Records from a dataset
<<<<
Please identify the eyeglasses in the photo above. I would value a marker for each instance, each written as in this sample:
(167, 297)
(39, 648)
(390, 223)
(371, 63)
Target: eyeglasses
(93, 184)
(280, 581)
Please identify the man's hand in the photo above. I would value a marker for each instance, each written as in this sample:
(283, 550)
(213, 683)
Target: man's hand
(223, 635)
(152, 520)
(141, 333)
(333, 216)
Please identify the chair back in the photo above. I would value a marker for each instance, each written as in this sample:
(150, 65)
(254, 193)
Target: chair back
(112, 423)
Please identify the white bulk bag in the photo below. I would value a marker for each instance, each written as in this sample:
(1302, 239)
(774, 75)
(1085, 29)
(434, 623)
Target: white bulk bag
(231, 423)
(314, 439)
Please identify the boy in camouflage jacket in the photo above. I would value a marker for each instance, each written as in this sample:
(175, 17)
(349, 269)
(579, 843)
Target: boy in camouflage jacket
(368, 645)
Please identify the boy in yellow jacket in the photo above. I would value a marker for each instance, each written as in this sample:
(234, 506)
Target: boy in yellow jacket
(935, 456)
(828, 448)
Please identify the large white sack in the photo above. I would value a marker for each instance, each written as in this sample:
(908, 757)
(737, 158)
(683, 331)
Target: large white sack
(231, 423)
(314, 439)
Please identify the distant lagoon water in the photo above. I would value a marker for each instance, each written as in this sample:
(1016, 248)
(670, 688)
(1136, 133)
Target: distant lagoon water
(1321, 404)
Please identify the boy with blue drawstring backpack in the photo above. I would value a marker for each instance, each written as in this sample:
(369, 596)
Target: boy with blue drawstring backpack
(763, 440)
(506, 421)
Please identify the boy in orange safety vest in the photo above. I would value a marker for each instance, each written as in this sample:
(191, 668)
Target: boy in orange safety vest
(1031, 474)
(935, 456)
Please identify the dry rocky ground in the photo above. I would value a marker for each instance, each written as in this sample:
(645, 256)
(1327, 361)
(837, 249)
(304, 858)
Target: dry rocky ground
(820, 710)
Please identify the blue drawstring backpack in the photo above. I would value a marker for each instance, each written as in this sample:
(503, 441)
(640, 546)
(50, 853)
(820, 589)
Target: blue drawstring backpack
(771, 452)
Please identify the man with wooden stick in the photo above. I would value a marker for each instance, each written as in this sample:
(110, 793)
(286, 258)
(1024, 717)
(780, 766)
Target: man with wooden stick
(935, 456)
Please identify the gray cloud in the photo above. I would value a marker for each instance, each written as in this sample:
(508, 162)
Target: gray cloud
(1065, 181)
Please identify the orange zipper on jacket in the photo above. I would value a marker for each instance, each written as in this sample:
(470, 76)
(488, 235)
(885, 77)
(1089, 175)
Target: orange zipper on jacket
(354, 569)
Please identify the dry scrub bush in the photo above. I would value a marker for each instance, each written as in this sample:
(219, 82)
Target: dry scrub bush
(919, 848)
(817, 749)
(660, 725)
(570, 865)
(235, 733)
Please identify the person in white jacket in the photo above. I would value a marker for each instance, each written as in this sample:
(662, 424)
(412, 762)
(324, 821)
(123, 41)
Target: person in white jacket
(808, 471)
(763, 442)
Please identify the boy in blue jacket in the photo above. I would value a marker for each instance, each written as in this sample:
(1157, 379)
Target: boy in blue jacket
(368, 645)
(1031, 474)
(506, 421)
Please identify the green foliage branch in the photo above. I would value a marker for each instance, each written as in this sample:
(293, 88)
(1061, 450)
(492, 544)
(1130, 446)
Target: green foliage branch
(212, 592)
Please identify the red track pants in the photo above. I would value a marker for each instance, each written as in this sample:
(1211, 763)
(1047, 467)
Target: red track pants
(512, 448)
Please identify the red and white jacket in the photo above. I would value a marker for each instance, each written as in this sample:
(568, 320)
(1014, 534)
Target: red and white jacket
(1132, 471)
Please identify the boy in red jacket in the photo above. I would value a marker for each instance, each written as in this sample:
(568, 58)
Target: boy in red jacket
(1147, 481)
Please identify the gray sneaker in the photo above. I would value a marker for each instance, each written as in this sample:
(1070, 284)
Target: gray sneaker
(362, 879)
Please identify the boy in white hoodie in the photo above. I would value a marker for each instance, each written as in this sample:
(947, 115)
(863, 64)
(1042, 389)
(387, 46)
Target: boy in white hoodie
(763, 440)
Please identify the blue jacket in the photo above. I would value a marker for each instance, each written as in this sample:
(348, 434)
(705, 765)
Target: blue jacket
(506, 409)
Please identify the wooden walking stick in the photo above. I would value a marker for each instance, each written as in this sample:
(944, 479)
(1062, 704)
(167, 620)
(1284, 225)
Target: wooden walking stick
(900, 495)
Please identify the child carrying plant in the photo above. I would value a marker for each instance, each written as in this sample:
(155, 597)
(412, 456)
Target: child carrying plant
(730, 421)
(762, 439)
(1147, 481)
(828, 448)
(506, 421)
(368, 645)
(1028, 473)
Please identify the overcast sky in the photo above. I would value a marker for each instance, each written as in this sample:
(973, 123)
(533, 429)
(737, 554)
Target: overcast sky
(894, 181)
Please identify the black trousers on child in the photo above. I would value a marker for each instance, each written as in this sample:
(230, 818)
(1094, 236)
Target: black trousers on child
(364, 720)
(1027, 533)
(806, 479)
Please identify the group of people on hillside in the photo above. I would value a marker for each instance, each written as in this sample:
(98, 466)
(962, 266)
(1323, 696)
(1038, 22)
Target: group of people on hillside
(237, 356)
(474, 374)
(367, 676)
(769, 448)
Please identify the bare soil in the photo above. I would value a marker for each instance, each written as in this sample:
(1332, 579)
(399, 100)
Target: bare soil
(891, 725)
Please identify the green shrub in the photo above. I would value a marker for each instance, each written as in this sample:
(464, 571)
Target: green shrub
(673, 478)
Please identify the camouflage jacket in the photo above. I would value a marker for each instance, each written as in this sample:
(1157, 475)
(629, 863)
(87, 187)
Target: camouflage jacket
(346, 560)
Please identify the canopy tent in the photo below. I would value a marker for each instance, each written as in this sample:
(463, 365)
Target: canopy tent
>>>>
■ **Required work**
Please set down each line of the records exactly as given.

■ **Answer to this problem**
Please identify the eyeglasses in the photo above. I would value a marker for each instance, each written as in this sample:
(167, 297)
(39, 648)
(390, 223)
(371, 63)
Target: eyeglasses
(93, 184)
(280, 581)
Please identify the man's hand in the photo above. I would value a marker for each instance, each written as in this sample:
(283, 550)
(213, 683)
Target: man's hand
(223, 635)
(152, 520)
(141, 333)
(333, 216)
Please identify the chair back in the photo above. I would value a marker for each instance, each written as in this sample:
(150, 65)
(254, 193)
Target: chair back
(112, 423)
Please identify the white bulk bag in the photo below. I would value a marker for each instance, each written as in this sample:
(1302, 239)
(774, 75)
(1085, 29)
(434, 623)
Target: white bulk bag
(231, 423)
(314, 439)
Please identify the boy in camouflage jacket in the photo above. I would value a marker for each instance, each written as in this sample:
(175, 17)
(349, 269)
(579, 843)
Target: boy in camouflage jacket
(368, 645)
Please identify the boy in yellow jacket in the photo above. I would value a marker for each instance, each written as in this sample:
(234, 506)
Target: boy in yellow jacket
(935, 456)
(828, 448)
Please identify the large white sack in the photo above. I would value a marker for each instance, each written as in this sample:
(908, 757)
(737, 158)
(683, 331)
Target: large white sack
(231, 423)
(314, 439)
Please identify the distant lagoon water in the photo above. I would value a marker for each instance, each written as in this sample:
(1016, 248)
(670, 688)
(1136, 133)
Target: distant lagoon water
(1321, 404)
Please identify the boy with blue drawstring backpack in the photo above. I would value a marker for each instance, each written as in this sample:
(369, 596)
Target: boy with blue drawstring backpack
(763, 440)
(506, 421)
Please identify the boy in orange safety vest in the photo above. I would value a marker for each instance, each written as in this sample:
(191, 668)
Target: boy in orange safety vest
(1031, 474)
(935, 456)
Please identify the dry rocky ground in the photo above. I would value a marker for each instance, each written as in this sample:
(645, 256)
(1327, 361)
(837, 249)
(304, 858)
Target: dry rocky ground
(820, 710)
Please identify the blue drawstring backpack in the photo above. I would value a marker for each instance, each written as in this sample:
(503, 441)
(640, 546)
(50, 853)
(820, 589)
Target: blue drawstring backpack
(771, 452)
Please identify the man with wooden stick in the photo above. I would value a marker for each instance, each written as in this sample:
(110, 793)
(286, 258)
(1024, 717)
(780, 766)
Target: man with wooden stick
(935, 456)
Please identify the gray cloud in the photo above. I would value a marker for each instance, each written as in this sample:
(508, 162)
Target: gray cloud
(1065, 181)
Please identify the orange zipper on jacket in the photo above. I would value a marker for each instance, each written as in this sample:
(470, 76)
(488, 235)
(885, 77)
(1089, 175)
Target: orange zipper on jacket
(354, 569)
Please identify the dry scrub bush in the photo above. I would value a marker for each instance, each written as in this sample:
(219, 82)
Target: dry scrub bush
(919, 848)
(817, 749)
(660, 725)
(570, 865)
(235, 733)
Please identify the person in white jacket in the photo above. I would value a marker for each instance, each written as in this sample:
(662, 424)
(412, 762)
(324, 821)
(123, 41)
Target: person in white jacket
(808, 471)
(763, 442)
Please identify the boy in blue jacket in the photo above. I would value a marker for each instance, each written as in this sample:
(1157, 379)
Target: boy in blue jacket
(368, 645)
(1031, 474)
(506, 421)
Please identify the green foliage branch in the photo above. I would value a marker for each instance, each written as in this sample:
(293, 88)
(1061, 450)
(492, 544)
(1130, 446)
Target: green foliage branch
(212, 592)
Please identify the red track pants in the photo above. I would value a marker for each instance, each written as in this sample:
(1211, 763)
(1047, 467)
Target: red track pants
(512, 448)
Please identify the red and white jacket in the photo above. I would value a marker for each instance, each written as in this sample:
(568, 320)
(1014, 534)
Target: red and white jacket
(1132, 471)
Please identify the boy in red jacket in the photo above. I would value a marker for each instance, each written as in this sample:
(568, 58)
Target: boy in red jacket
(1147, 481)
Please identify the gray sneaker in the photo above. I would value a marker for each instance, each written as in this sample:
(1070, 284)
Target: gray sneaker
(362, 879)
Please identify the boy in white hoodie in the photo above. I would value a marker for each instance, each written as in this sample:
(947, 115)
(863, 64)
(1042, 389)
(387, 46)
Target: boy in white hoodie
(763, 440)
Please identify the blue jacket in the photo above. I would value a marker for each instance, each written as in this sample:
(348, 434)
(705, 765)
Target: blue jacket
(506, 409)
Please identify the wooden walking stick in the photo above. I would value a marker for each instance, each written as in this sample:
(944, 479)
(1062, 704)
(167, 620)
(1284, 225)
Target: wooden walking stick
(900, 495)
Please identify the child carrying plant in the photo above. I would value a marker for each instance, each written as in this sample:
(155, 597)
(412, 456)
Target: child carrying plant
(730, 421)
(762, 439)
(1147, 481)
(828, 448)
(506, 421)
(368, 645)
(1028, 473)
Please identify the overcast sky in the photo above. I would value a marker for each instance, each written as in this sample:
(973, 123)
(533, 429)
(737, 554)
Target: overcast sky
(894, 181)
Please identify the black trousers on child in the photo above. I would value a marker for each instance, each written as in this sample:
(230, 818)
(1094, 236)
Target: black trousers on child
(364, 720)
(1027, 533)
(806, 479)
Please identify the group of people on hillside in the photo above. I would value a marker for each instance, each written as in this sample:
(98, 466)
(962, 266)
(1323, 696)
(1038, 22)
Target: group of people on hillside
(237, 356)
(474, 374)
(367, 676)
(769, 448)
Please identify the bare soil in the photo above. I would value a marker for each instance, each written as in this sample:
(1332, 579)
(399, 100)
Target: bare soil
(891, 725)
Please identify the green shrub in the photo above. I would value a marker for each instance, each written as in this sample:
(464, 571)
Target: green shrub
(673, 478)
Please identify the camouflage jacket in the photo above. I would value a marker for each instance, each written as in this sample:
(1157, 475)
(629, 863)
(87, 187)
Target: camouflage jacket
(346, 560)
Please identify the canopy tent in the photo below. I would value a marker for each instance, each written as in this sample:
(463, 365)
Target: canopy tent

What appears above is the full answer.